▸ **DIRECTIVE**:
Copy the part of the listing below that opens with the line containing "form [(425, 93)]." and closes with the line containing "[(497, 391)]", both included, reproducing each line exactly.

▸ **STORED ROWS**:
---
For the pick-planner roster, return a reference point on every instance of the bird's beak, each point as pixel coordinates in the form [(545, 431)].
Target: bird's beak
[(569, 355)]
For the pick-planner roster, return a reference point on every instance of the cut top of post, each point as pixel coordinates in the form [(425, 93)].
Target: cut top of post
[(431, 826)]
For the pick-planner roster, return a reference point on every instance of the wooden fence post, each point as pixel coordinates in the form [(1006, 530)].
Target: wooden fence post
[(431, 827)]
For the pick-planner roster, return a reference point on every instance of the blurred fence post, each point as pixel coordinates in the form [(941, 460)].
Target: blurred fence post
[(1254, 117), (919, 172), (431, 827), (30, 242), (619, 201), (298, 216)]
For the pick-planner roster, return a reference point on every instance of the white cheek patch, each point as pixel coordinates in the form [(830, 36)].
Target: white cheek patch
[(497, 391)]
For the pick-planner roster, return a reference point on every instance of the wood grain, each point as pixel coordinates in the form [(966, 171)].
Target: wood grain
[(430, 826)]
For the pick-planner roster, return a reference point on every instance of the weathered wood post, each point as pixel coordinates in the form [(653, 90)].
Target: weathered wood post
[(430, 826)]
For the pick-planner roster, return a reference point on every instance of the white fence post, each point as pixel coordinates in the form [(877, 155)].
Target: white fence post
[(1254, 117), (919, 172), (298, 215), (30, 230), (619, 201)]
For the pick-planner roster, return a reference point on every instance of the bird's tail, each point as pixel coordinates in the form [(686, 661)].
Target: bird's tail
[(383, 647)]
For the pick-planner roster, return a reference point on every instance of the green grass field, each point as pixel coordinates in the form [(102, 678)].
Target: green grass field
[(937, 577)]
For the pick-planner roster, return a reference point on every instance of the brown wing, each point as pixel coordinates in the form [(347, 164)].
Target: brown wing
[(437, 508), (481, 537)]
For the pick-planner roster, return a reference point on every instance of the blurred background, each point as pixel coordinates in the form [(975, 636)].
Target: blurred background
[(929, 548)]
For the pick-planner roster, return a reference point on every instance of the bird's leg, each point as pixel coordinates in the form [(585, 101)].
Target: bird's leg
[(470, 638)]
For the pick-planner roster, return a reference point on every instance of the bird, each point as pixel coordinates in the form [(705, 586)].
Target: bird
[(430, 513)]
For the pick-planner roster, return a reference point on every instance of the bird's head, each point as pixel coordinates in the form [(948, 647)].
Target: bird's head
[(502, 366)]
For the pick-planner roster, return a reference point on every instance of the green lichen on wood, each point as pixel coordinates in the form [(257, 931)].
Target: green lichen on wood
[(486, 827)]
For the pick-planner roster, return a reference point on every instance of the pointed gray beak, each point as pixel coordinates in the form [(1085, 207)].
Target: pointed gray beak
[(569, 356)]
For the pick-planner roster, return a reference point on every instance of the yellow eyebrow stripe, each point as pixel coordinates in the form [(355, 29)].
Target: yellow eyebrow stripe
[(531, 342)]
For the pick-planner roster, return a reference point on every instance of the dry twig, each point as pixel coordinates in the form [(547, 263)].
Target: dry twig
---
▸ **IN RESPONSE**:
For the pick-planner roster, return a reference point on every instance of the cut top of post, each point as pixel coordinates in the form [(425, 93)].
Target: cut top of post
[(431, 826)]
For the pick-planner roster, return a reference point on every instance of the wooden fence post, each point as pixel coordinates in the form [(1006, 530)].
Target: wooden fence post
[(431, 827)]
For the pick-planner roster, return a reference point on every instance of the blurred fence post, each point as pixel coordinates in the form [(941, 460)].
Target: blurred fence post
[(1254, 117), (919, 172), (431, 827), (30, 242), (619, 201), (298, 216)]
For the pick-planner roster, return a reference point on every instance of the white cheek patch, each point as pixel coordinates in the form [(830, 36)].
Target: white cheek patch
[(497, 391)]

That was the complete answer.